Objective: Transcribe all records exactly.
** START OF Data provided **
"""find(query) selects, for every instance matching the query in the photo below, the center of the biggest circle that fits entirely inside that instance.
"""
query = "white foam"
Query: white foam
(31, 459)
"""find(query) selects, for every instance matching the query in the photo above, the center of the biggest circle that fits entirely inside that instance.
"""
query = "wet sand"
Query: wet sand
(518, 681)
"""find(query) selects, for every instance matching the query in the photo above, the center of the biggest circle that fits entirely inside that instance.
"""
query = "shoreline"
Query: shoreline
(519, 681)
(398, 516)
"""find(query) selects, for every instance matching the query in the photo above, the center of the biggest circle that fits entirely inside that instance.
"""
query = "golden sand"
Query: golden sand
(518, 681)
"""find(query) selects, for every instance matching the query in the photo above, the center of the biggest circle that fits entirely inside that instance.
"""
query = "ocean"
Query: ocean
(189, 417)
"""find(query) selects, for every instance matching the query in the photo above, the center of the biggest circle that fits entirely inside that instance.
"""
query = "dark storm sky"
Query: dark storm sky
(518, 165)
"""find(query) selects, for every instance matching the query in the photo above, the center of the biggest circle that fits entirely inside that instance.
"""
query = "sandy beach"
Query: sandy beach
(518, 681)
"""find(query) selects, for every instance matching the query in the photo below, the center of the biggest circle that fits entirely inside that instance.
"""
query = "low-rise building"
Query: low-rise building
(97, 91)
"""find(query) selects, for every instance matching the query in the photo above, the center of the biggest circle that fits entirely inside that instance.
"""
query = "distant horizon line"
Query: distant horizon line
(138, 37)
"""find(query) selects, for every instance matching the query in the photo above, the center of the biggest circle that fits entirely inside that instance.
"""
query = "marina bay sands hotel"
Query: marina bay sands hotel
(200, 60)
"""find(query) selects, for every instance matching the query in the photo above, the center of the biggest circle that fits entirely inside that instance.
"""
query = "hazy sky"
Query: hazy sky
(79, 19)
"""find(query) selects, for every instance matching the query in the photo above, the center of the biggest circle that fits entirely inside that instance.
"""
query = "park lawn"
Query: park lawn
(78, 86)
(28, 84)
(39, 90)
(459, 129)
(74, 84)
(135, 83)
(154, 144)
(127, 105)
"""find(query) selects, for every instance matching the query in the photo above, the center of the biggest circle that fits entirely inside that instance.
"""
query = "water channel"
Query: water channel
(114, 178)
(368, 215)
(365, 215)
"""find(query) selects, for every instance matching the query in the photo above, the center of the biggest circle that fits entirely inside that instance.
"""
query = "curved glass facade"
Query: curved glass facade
** END OF Data provided **
Problem solution:
"""find(query) selects, for every instance matching the query in the photo below, the center of the biggest circle that fits entirely inside that instance.
"""
query = "white foam"
Query: white foam
(31, 459)
"""find(query) selects, for every instance matching the query in the photo above, the center of the biggest circle that fits entirely inside that instance.
"""
query = "wet sand"
Query: wet sand
(518, 681)
"""find(query) selects, for every instance matching the query in the photo above, the center of the biggest circle that fits entirely inside that instance.
"""
query = "shoreline"
Query: shoreline
(519, 681)
(398, 516)
"""find(query) selects, for every instance matching the query in the photo above, the center of the biggest circle that fits entirely inside that instance.
"""
query = "golden sand"
Query: golden sand
(518, 681)
"""find(query) selects, for every instance matching the query in the photo above, the center of the biggest circle that fits entirely inside that instance.
"""
query = "ocean"
Query: ocean
(189, 417)
"""find(query) selects, for every instance matching the query in the photo above, the center of the biggest circle that fits entirely inside that instance.
"""
query = "dark storm sky"
Query: dark storm sky
(518, 165)
"""find(query) selects, for every instance matching the query in the photo above, the center of the biggest circle that fits entirely inside that instance.
"""
query = "sandy beach"
Query: sandy beach
(518, 681)
"""find(query) selects, for every instance matching the query in the photo below, the center of the biggest circle that fits entirely inside that instance.
"""
query = "low-rise building"
Query: low-rise building
(97, 91)
"""find(query) selects, for every instance matching the query in the photo above, the center of the biggest circle that fits entirely inside that instance.
"""
query = "distant horizon line"
Query: distant horizon line
(138, 37)
"""find(query) selects, for every instance matching the query in the photo above, the center of the biggest circle that fits entirely inside that instance.
"""
query = "marina bay sands hotel"
Query: marina bay sands hotel
(200, 60)
"""find(query) selects, for every instance matching the query in the photo above, the center of the biggest circle that fits entirely inside that instance.
"""
query = "hazy sky"
Query: hazy sky
(79, 19)
"""find(query) selects, for every instance matching the query in the photo above, the center of the biggest circle that fits entirely inside that instance.
"""
query = "park lawn"
Query: park lawn
(78, 86)
(28, 84)
(39, 90)
(459, 129)
(74, 84)
(135, 83)
(154, 144)
(127, 105)
"""find(query) selects, for every instance matching the query in the photo above, the center of the biggest circle that fits entirely inside that instance.
"""
query = "water channel"
Query: water channel
(114, 178)
(368, 215)
(365, 215)
"""find(query) selects, for every instance matching the query in the photo above, the center of the biggest circle that fits entirely inside that instance.
"""
query = "curved glass facade"
Query: curved glass facade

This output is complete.